## STORED RECORDS
== == ==
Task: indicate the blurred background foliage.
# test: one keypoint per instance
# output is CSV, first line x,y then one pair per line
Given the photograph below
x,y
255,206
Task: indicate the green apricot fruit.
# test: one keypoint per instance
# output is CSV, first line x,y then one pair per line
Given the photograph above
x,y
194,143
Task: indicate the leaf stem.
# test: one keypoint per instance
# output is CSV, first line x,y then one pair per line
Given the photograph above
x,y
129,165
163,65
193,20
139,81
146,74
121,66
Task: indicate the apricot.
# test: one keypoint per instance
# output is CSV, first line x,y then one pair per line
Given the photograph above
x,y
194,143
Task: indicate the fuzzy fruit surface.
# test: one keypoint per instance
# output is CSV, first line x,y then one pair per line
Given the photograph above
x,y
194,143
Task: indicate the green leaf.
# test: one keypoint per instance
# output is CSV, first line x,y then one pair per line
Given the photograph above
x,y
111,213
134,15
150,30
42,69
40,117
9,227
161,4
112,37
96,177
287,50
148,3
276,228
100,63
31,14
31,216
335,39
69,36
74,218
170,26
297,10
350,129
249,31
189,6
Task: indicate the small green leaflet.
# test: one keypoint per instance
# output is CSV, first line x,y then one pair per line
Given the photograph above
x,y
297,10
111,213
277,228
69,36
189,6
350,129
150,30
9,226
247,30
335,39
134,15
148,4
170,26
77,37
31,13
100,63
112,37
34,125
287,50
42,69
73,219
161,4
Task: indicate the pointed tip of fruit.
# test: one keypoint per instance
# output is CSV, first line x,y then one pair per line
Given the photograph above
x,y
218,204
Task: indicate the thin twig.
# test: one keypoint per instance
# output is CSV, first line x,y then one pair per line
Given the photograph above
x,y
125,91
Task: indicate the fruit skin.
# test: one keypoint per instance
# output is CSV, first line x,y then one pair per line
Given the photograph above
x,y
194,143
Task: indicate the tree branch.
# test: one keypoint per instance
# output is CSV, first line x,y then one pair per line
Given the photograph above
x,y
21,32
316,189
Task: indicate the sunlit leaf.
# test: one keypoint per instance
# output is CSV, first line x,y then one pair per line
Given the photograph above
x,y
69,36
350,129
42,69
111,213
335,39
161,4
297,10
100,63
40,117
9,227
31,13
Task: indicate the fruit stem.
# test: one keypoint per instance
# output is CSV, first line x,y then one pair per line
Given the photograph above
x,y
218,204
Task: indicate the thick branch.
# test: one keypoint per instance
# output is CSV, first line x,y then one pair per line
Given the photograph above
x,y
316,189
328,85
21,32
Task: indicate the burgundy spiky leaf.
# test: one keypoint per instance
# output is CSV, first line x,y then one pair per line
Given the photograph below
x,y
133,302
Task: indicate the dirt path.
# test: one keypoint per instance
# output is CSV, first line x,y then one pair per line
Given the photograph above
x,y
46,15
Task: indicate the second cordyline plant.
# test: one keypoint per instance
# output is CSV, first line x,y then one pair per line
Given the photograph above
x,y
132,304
== == ==
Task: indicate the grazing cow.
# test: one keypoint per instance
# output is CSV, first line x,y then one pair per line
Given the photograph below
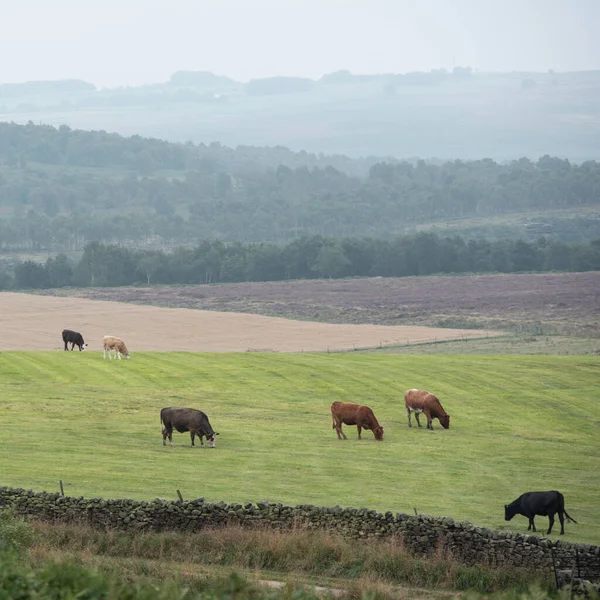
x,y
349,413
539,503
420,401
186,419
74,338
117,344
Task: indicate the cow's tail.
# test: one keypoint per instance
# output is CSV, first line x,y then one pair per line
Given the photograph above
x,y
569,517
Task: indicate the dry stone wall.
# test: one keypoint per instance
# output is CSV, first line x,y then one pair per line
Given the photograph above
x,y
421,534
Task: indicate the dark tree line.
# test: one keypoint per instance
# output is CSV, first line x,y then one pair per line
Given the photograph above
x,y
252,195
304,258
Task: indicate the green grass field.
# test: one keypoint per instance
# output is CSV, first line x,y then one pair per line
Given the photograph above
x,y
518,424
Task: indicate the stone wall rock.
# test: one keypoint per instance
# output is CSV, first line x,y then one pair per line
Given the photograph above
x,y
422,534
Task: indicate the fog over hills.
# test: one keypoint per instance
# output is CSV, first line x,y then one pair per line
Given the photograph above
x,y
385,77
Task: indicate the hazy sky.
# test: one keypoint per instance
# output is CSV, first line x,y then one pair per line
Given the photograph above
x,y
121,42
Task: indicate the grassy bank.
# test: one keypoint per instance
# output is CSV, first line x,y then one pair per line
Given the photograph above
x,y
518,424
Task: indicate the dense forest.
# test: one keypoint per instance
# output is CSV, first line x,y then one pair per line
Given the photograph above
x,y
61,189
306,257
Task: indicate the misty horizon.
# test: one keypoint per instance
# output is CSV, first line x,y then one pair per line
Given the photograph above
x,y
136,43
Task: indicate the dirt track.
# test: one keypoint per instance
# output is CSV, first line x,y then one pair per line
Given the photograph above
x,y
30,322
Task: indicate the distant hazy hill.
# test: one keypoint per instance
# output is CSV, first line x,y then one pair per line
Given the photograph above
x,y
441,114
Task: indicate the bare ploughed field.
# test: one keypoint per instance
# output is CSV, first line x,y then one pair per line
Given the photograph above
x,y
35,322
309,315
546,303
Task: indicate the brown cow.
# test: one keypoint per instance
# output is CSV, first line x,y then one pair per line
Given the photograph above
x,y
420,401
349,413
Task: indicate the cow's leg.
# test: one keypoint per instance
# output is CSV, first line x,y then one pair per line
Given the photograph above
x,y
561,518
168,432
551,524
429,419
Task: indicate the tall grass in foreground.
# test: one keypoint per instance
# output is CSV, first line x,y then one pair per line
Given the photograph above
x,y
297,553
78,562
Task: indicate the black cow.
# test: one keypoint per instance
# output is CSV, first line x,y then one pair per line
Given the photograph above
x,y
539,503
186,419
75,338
== == ==
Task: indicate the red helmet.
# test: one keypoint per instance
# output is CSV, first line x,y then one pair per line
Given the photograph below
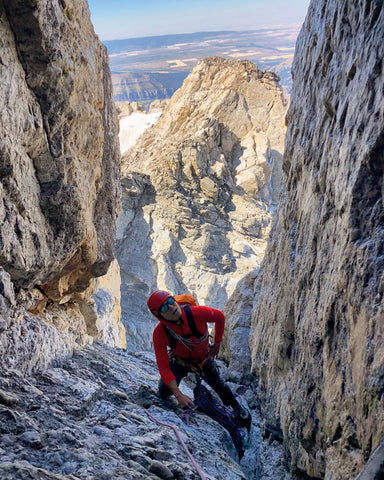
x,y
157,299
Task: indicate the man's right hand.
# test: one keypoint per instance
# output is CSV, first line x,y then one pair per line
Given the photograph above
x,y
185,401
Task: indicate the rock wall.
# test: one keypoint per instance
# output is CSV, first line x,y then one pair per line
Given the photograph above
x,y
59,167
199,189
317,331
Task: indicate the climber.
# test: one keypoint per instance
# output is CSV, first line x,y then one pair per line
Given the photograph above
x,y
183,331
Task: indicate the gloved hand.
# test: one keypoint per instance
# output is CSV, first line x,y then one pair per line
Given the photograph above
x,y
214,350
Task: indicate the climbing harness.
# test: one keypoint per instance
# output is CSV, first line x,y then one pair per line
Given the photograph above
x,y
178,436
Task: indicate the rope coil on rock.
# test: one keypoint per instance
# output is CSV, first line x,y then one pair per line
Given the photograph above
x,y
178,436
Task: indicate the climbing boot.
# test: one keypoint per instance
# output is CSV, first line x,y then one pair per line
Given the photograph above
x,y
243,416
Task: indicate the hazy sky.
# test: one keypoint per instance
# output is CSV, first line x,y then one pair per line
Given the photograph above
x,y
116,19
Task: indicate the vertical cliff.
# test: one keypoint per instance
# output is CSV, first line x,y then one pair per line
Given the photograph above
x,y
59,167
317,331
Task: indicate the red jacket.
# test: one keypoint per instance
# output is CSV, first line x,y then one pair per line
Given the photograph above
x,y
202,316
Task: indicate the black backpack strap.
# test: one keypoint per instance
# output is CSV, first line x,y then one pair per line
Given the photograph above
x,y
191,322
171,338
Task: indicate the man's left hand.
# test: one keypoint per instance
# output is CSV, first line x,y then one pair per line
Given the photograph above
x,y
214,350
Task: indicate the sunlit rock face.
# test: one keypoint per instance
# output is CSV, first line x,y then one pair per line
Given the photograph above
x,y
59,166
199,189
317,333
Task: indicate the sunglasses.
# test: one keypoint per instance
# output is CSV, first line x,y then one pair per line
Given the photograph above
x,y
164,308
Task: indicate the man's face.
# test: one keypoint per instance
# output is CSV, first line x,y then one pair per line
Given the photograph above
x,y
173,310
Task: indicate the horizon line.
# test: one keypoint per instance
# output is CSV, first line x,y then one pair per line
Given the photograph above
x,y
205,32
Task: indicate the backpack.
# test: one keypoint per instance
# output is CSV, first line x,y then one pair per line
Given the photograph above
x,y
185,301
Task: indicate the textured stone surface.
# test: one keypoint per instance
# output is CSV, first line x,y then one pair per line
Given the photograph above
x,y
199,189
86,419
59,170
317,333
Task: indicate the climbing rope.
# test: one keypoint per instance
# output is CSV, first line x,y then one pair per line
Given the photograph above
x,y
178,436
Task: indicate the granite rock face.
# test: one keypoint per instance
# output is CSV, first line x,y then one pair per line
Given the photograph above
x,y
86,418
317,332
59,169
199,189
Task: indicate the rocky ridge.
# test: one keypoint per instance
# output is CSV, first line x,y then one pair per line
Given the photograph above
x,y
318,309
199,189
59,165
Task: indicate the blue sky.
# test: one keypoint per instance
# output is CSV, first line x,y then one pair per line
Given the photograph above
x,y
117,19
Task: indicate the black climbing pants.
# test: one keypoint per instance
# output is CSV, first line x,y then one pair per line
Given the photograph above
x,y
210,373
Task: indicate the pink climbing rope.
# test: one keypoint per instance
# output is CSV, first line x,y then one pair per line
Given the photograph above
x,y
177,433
== == ==
## WHAT IS REQUIRED
Which lines of the listing above contain the word "horizon"? Pick out each one and copy it.

## RESPONSE TO THIS TASK
Task: indicate the misty horizon.
Task: indicate the horizon line.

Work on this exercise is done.